Recorded data Start Marker

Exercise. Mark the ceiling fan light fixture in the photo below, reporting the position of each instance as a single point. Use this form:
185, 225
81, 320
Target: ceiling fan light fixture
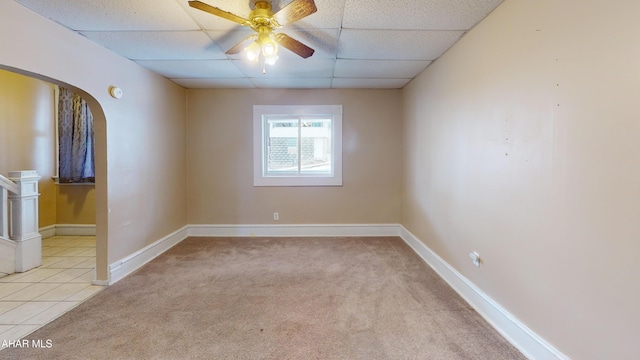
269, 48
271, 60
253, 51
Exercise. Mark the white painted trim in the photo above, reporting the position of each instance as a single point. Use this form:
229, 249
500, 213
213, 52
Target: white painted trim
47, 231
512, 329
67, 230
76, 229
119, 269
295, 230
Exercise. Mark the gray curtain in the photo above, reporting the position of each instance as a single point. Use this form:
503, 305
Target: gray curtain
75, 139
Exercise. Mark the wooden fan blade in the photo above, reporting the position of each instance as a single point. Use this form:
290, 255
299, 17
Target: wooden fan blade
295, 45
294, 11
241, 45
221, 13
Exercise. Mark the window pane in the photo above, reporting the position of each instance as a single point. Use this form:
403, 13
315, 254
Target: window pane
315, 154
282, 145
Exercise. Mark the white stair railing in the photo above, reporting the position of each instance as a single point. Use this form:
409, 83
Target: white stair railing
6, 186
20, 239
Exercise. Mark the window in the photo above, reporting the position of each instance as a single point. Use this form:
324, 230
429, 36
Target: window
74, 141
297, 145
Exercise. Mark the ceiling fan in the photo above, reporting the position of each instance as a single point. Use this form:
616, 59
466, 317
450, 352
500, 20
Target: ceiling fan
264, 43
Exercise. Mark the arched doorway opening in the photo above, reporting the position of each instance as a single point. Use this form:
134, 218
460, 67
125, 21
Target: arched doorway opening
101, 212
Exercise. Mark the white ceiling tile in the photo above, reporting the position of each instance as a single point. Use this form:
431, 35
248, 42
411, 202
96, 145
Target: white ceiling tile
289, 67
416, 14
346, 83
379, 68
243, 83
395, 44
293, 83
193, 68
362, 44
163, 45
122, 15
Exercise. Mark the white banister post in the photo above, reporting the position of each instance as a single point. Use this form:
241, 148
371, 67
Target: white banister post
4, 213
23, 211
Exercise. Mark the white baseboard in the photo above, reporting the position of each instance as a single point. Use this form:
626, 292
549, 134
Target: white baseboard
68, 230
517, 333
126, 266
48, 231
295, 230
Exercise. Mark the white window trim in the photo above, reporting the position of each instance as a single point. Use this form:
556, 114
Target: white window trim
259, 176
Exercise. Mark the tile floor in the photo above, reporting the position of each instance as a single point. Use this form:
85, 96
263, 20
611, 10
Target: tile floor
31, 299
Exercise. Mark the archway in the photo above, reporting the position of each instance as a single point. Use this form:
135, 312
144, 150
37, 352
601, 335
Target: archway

Recorded data End Marker

Task statement: Exact copies of the lines from the one containing "Target: white baseboard" through the final line of the records are all the answer should hold.

Output below:
Target: white baseboard
68, 230
517, 333
126, 266
48, 231
295, 230
Exercise. Mark the white window trim in the photo above, reporting the position of each instance as a single point. Use this form:
556, 114
Target: white window trim
259, 176
Exercise. Mark the tile floor in the photo above, reporting the position of each instance as a single point. Use this form:
85, 96
263, 20
611, 10
Target: tile floor
31, 299
Exercise. Mark the archway in the photo above, reporting the position of each instance as a single point. Use this form:
135, 312
144, 150
37, 352
601, 335
Target: archway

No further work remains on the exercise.